EXERCISE OBJECTIVE - Please retype the material line for line, starting with its first line and going on through the line that contains "left=458, top=0, right=497, bottom=120", including that line.

Stored dataset items -
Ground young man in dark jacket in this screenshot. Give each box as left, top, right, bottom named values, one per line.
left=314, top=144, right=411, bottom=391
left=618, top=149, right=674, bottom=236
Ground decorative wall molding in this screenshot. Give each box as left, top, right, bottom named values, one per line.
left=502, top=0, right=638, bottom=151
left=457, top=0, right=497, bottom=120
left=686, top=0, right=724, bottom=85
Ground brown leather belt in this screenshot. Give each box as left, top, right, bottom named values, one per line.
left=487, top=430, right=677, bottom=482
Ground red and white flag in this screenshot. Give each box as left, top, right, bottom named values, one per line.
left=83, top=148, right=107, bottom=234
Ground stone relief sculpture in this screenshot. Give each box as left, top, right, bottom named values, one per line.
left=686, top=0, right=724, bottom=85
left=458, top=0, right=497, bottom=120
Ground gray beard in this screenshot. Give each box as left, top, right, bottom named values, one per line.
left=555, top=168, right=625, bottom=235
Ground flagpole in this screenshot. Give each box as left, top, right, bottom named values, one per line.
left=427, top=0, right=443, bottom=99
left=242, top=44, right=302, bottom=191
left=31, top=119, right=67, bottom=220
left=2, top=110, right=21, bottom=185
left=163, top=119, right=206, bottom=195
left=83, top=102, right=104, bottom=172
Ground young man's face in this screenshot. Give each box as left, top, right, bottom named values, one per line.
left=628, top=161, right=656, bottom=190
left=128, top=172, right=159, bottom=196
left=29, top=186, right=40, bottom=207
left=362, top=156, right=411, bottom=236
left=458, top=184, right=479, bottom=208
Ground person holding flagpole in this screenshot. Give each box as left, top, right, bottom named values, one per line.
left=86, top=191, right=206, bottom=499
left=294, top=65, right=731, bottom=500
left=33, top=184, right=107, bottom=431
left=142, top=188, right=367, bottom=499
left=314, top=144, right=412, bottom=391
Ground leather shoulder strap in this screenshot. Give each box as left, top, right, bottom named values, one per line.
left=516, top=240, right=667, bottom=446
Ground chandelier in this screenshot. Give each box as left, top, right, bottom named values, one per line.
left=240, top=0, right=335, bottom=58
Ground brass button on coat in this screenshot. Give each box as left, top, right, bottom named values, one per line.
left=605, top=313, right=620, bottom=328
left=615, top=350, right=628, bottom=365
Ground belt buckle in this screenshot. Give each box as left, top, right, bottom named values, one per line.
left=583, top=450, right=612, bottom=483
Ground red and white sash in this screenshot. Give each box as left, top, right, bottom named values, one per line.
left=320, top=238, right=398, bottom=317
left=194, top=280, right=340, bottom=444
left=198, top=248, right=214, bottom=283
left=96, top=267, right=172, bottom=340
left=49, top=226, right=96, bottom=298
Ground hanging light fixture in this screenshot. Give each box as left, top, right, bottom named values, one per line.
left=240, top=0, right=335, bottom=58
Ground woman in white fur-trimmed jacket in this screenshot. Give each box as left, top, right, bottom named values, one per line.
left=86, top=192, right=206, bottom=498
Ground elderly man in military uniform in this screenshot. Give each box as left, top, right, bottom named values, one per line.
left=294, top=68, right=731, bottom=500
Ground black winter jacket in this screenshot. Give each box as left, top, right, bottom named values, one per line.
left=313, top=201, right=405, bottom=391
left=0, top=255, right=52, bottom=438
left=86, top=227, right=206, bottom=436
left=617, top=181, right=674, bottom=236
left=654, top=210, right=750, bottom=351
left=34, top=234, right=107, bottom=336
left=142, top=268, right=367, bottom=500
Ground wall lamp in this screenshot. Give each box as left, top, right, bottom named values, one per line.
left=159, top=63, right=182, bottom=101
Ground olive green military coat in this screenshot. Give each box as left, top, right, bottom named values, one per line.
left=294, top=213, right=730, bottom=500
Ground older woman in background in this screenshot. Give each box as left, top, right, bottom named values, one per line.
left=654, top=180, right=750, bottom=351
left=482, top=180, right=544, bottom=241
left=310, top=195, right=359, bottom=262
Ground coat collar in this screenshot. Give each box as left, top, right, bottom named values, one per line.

WRITTEN RESPONSE -
Ground young man in dark jacket in this screenshot. Give each box as left, top, right, bottom named values, one per line.
left=314, top=144, right=411, bottom=391
left=618, top=149, right=674, bottom=236
Ground decorative wall molding in this screenshot. Give each box as left, top, right, bottom named values, one per line.
left=502, top=0, right=638, bottom=151
left=457, top=0, right=497, bottom=120
left=686, top=0, right=724, bottom=85
Ground brown leather belt in this screenshot. Give each box as left, top, right, bottom named values, one per line.
left=487, top=430, right=677, bottom=482
Ground red and white flag in this screenshot. Give each box as left, top, right, bottom named values, one per line.
left=83, top=148, right=107, bottom=234
Ground stone relief sculpture in this screenshot. Give each box as left, top, right, bottom named values, one per line.
left=686, top=0, right=724, bottom=85
left=458, top=0, right=497, bottom=120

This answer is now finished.